>> BEGIN Extracted records
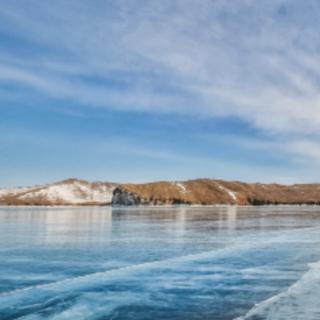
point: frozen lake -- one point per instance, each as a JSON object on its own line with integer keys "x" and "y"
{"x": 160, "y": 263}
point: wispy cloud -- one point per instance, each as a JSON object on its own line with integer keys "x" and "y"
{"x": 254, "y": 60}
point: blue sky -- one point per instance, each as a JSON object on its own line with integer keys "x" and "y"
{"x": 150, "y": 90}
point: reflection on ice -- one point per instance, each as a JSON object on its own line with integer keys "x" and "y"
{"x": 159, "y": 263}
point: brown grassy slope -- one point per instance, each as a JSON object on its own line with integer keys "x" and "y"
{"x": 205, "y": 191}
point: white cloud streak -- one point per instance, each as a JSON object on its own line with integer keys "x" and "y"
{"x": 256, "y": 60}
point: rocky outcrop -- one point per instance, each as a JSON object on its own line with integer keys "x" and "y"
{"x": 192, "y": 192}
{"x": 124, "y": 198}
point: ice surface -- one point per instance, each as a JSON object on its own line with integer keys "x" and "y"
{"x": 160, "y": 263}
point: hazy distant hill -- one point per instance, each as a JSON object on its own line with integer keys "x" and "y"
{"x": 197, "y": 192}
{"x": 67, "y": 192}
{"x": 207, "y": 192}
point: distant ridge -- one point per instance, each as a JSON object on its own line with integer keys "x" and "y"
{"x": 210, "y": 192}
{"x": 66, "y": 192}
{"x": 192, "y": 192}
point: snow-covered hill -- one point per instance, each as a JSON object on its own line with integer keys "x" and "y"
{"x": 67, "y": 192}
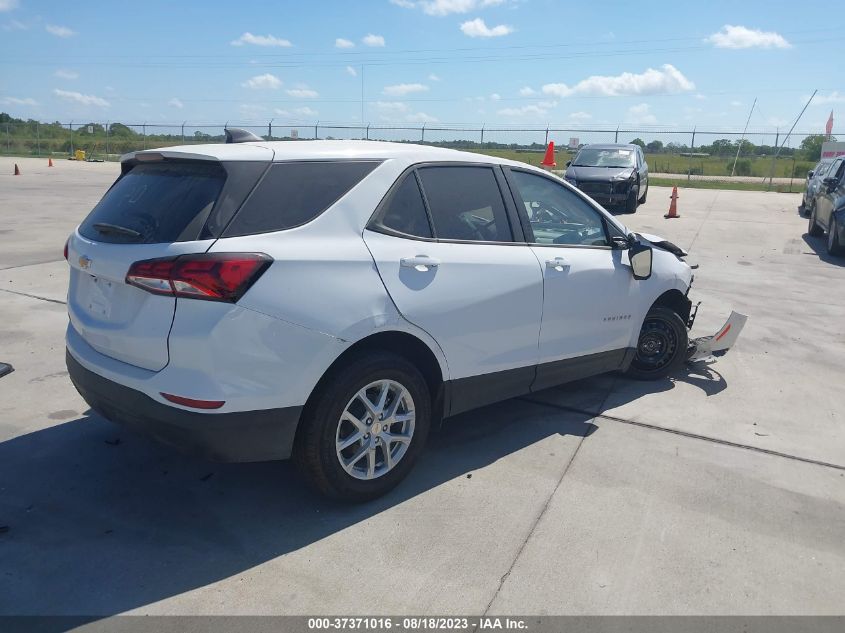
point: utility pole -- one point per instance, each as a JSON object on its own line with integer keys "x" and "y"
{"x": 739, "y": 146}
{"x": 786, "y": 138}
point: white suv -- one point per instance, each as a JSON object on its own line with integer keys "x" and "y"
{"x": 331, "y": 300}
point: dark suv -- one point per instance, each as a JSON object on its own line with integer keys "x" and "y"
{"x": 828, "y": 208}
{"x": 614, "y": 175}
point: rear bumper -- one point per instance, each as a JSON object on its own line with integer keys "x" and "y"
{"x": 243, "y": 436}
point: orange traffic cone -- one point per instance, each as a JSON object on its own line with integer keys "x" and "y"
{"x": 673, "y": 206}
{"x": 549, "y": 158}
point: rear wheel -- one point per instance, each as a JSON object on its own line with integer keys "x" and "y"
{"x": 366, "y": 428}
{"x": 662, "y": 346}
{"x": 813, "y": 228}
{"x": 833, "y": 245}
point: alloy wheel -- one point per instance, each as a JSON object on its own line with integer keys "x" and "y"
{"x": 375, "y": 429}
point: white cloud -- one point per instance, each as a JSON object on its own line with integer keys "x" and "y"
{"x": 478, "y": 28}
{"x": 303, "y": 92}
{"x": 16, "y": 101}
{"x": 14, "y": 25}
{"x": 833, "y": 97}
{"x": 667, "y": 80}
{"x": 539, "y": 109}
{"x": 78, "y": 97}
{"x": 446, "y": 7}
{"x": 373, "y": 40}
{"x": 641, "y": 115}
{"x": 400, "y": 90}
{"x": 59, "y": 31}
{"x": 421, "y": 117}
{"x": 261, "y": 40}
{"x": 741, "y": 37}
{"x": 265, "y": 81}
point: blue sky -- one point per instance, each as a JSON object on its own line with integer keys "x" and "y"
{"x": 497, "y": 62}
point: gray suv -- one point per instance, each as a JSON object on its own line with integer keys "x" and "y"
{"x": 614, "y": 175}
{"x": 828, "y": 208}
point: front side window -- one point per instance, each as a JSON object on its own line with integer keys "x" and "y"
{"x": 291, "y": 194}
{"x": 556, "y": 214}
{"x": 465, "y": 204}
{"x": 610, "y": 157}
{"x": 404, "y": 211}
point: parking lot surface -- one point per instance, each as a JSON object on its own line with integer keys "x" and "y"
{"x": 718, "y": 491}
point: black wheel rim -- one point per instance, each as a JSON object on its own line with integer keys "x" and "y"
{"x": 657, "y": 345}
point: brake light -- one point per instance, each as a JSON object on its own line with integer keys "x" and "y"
>> END Extracted records
__Task requirements__
Go back to the data above and please quote exactly, and only, the lines from the line with "point: front side" through its last line.

__Task solution__
point: front side window -- one point per instance, each as a JSON object on its own line with integer keys "x" and "y"
{"x": 291, "y": 194}
{"x": 556, "y": 214}
{"x": 465, "y": 204}
{"x": 610, "y": 157}
{"x": 404, "y": 211}
point: parking lot surface -- one point per instance, each as a JSON object on its own line with integer keys "x" and "y"
{"x": 718, "y": 491}
point: black wheel rim -- one point per instance, each as a JSON object on its own line with integer keys "x" and "y"
{"x": 657, "y": 345}
point: brake light -- one point per instance, each as a JSON object on its own line with integer keys "x" and "y"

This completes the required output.